## What is asked
Copy out, in full, each line of the listing below that contains the word "fuji".

## Entries shown
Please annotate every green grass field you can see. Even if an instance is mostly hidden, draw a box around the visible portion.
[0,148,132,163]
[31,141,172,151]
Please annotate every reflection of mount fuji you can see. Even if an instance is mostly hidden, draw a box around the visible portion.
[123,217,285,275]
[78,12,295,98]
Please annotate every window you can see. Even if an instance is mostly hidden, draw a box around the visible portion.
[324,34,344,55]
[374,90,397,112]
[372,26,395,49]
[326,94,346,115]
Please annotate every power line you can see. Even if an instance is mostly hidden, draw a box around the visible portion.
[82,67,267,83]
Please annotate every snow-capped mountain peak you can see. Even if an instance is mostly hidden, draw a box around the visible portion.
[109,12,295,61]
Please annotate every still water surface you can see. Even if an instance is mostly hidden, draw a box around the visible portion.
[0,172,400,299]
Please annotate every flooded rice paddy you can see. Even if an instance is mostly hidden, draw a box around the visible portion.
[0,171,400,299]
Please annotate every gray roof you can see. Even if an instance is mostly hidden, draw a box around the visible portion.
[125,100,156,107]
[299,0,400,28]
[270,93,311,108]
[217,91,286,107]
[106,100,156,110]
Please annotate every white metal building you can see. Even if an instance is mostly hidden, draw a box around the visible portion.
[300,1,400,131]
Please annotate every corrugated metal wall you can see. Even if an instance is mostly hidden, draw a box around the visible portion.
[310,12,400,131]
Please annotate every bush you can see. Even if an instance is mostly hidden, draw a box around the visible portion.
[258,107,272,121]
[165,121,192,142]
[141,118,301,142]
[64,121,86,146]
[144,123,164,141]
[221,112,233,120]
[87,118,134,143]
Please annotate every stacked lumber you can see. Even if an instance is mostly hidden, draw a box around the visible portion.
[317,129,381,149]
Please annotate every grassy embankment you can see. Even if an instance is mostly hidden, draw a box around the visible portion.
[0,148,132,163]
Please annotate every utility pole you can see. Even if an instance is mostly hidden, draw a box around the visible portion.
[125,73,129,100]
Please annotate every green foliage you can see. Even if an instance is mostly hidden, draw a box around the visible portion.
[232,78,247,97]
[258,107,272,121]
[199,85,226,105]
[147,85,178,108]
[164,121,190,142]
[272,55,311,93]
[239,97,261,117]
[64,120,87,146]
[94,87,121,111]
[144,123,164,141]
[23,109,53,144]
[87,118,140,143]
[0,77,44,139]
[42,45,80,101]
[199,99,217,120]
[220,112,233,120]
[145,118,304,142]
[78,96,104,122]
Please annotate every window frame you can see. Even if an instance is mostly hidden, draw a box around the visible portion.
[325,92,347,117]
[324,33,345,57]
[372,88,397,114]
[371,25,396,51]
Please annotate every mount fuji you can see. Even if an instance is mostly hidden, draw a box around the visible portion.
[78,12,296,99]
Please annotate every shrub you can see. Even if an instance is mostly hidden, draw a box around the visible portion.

## Solution to this problem
Please annotate every reflection of mount fuji you can see. Even if an instance is mostly hidden, draw a box around the visible portion.
Please annotate every mount fuji you can see. Even if an instance is mostly hidden, draw a box around the visible portion.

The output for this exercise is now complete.